** Start **
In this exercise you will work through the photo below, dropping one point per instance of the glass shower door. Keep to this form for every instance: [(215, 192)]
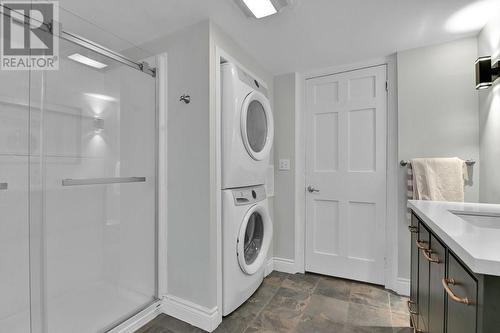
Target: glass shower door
[(14, 201), (96, 179)]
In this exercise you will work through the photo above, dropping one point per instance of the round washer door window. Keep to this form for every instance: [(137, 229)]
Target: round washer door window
[(257, 127), (254, 239)]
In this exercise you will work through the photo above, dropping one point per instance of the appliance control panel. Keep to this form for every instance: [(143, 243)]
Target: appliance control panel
[(249, 195)]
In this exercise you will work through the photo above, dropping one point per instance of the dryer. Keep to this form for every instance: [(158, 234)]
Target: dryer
[(247, 231), (247, 129)]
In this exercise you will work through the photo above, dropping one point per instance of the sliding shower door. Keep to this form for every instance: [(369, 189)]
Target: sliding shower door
[(93, 193), (14, 201)]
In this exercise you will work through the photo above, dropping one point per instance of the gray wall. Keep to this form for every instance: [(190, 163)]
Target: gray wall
[(284, 147), (437, 116), (489, 113)]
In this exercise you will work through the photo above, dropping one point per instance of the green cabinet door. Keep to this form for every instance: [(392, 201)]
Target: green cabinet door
[(461, 290), (414, 263), (423, 244), (437, 258)]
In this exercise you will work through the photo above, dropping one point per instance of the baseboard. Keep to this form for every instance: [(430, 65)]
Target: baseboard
[(269, 267), (194, 314), (139, 320), (285, 265), (402, 286)]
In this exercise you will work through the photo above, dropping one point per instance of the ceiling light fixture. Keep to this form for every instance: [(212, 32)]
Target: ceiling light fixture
[(262, 8), (87, 61), (485, 73), (473, 17)]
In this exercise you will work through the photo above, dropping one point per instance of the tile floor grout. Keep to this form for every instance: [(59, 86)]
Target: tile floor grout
[(305, 303)]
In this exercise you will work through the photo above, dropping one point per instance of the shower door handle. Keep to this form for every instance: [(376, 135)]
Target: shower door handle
[(102, 181)]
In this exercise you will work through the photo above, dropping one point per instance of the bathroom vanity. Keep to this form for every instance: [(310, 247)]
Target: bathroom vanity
[(455, 267)]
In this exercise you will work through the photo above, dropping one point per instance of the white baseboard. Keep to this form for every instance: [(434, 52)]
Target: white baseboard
[(285, 265), (402, 286), (194, 314), (269, 267), (139, 320)]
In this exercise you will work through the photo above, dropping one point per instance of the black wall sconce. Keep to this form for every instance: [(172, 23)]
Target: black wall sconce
[(486, 74)]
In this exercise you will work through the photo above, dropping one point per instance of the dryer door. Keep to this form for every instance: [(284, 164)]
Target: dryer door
[(254, 239), (257, 126)]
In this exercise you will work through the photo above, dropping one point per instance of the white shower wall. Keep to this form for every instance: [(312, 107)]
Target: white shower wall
[(90, 250)]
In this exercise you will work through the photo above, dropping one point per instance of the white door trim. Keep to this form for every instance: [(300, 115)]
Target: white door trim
[(391, 251)]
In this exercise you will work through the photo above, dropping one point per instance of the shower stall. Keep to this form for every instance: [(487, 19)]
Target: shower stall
[(78, 191)]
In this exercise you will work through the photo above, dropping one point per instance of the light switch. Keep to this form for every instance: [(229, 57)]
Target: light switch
[(284, 164)]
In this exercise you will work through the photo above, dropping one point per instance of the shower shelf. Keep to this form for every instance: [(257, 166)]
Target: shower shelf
[(102, 181)]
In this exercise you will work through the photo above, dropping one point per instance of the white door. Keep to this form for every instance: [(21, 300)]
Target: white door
[(346, 174)]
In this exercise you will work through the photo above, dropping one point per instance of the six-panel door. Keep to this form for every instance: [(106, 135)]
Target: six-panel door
[(346, 119)]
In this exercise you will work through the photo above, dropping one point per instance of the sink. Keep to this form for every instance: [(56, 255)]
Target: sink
[(480, 220)]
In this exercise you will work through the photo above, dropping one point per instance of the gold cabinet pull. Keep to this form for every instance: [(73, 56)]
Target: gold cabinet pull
[(446, 285), (428, 255), (420, 246), (410, 310)]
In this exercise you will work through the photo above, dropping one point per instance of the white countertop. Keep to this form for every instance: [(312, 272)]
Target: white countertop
[(477, 247)]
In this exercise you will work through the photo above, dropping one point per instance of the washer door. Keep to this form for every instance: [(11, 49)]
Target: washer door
[(254, 239), (257, 126)]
** End **
Exercise: Copy out every line above word for word, leaving out the pictures.

Written solution:
In this exercise you will work through the photo below, dropping one point per instance of the glass shower door. Keep to this form for every instance: [(215, 192)]
Target: glass shower door
[(14, 201), (96, 179)]
In this exercise you will work through the photo above, dropping one point per instance of the round washer door window. Keep to this form for every instance: [(137, 229)]
Target: round washer door window
[(257, 127), (254, 239)]
In this exercise you will work through the photo above, dropping one point per instance of the appliance control panel. Keep to this form for every instance: [(143, 243)]
Target: appliance control panel
[(249, 195)]
In this exercise you will work through the photo above, dropping one point per instance of the dryer. Keep to this form for every instance: [(158, 234)]
Target: dryer
[(247, 231), (247, 129)]
In this exercise you will work through the photo above, dropping one point per instance of the sliding shower door. Keep to this form for every instance: [(369, 189)]
Target: sliding shower door
[(93, 193), (14, 201)]
In this exercise you will work through the photo above, dropping one point per instance of the gray wall. Keep to this form for every instance: [(190, 163)]
Target: gray wall
[(284, 147), (437, 116), (489, 113)]
In this exercise you will work through the photo above, dropping one point per instance of the green cabinet door. Keep to this form for every instance: [(392, 201)]
Target: green cabinet door
[(461, 290), (414, 263), (423, 244), (437, 258)]
In this exercise you will work through the photo above, dropping one point per instance of the baseboard. Keep to this form for every instance: [(430, 65)]
Target: baseboard
[(269, 267), (194, 314), (139, 320), (285, 265), (402, 286)]
In this exercise you will work through the photo above, dropping one point per instance of the ceiling light fixture. Keep to this form for every instance: [(212, 32)]
Target: ceiling light fixture
[(262, 8), (87, 61), (485, 73), (473, 17)]
In this exercise you will work through the photo above, dropping one point per instance of the tile floor grout. Keep to this form for every instance: [(59, 86)]
Target: tile floor grout
[(305, 303)]
In this exercise you will work through the photo above, dropping one point per instance of the shower door handle. Keep to this form for every instance: [(376, 135)]
Target: shower door handle
[(102, 181)]
In this exercise you will work through the photo above, dropping one point per instance of the bathroom vanity. Keep to this form for every instance: [(310, 247)]
Target: bathroom vanity
[(455, 267)]
In this exercise you will work through the photo above, dropping one point per instance of the white baseboard. Keep to this form for every instance: [(434, 52)]
Target: white baseboard
[(285, 265), (402, 286), (194, 314), (269, 267), (139, 320)]
In this exercise you will work through the photo above, dropping one point per instance of the black wall sconce. Keep to this form for every instance: [(172, 23)]
Target: black wall sconce
[(486, 74)]
In this exercise you will work through the photo above, dropping one point per instance of the dryer door. Keep to this form for every instance: [(284, 164)]
Target: dryer door
[(254, 239), (257, 126)]
In this exercise you will work through the photo above, dropping one point per instance of the white shower wall. Keep to this form for every instance: [(312, 107)]
Target: white shower wall
[(90, 250)]
In this exercise you will work through the photo above, dropping one point per instance of the white door trim. Keep to this form for every instance: [(300, 115)]
Target: white door trim
[(391, 251)]
In this exercise you will work through the photo above, dropping one point per instance of the shower stall. Keep to this form for every instance: [(487, 19)]
Target: shower stall
[(78, 191)]
In this exercise you will work through the photo above, dropping one point per instance of the light switch. Keep to this form for every instance: [(229, 57)]
Target: light switch
[(284, 164)]
In this exercise you will work through the photo above, dropping one point per instance of the shower shelf. Keep to this form for every instance: [(257, 166)]
Target: shower shelf
[(102, 181)]
In this exercise you will work through the photo above, dropping one point per instance of the white door. Keep to this form for every instance: [(21, 300)]
Target: white door
[(346, 174)]
In this exercise you will work through the photo above, dropping one point per instance of the six-panel door. Keep to this form for every instance: [(106, 135)]
Target: six-panel door
[(346, 119)]
In this exercise you will work through the photo above, dropping one point per instance of the sink. Keep to this form for every instance: [(56, 255)]
Target: sink
[(480, 220)]
In this exercise you will work through the photo above, dropping one point per instance of the gold cabinet pull. Keep to this form for every instance: [(73, 56)]
Target: gold cabinet pull
[(446, 285), (428, 255), (420, 246), (410, 310)]
In this exercise you will work through the photo above, dropping one point per instance of the white countertop. Keep to this form for every instance: [(312, 272)]
Target: white countertop
[(477, 247)]
In this exercise you will work through the photo above, dropping one point per instance of the washer door. Keep to this form for every instance: [(11, 49)]
Target: washer door
[(254, 239), (257, 126)]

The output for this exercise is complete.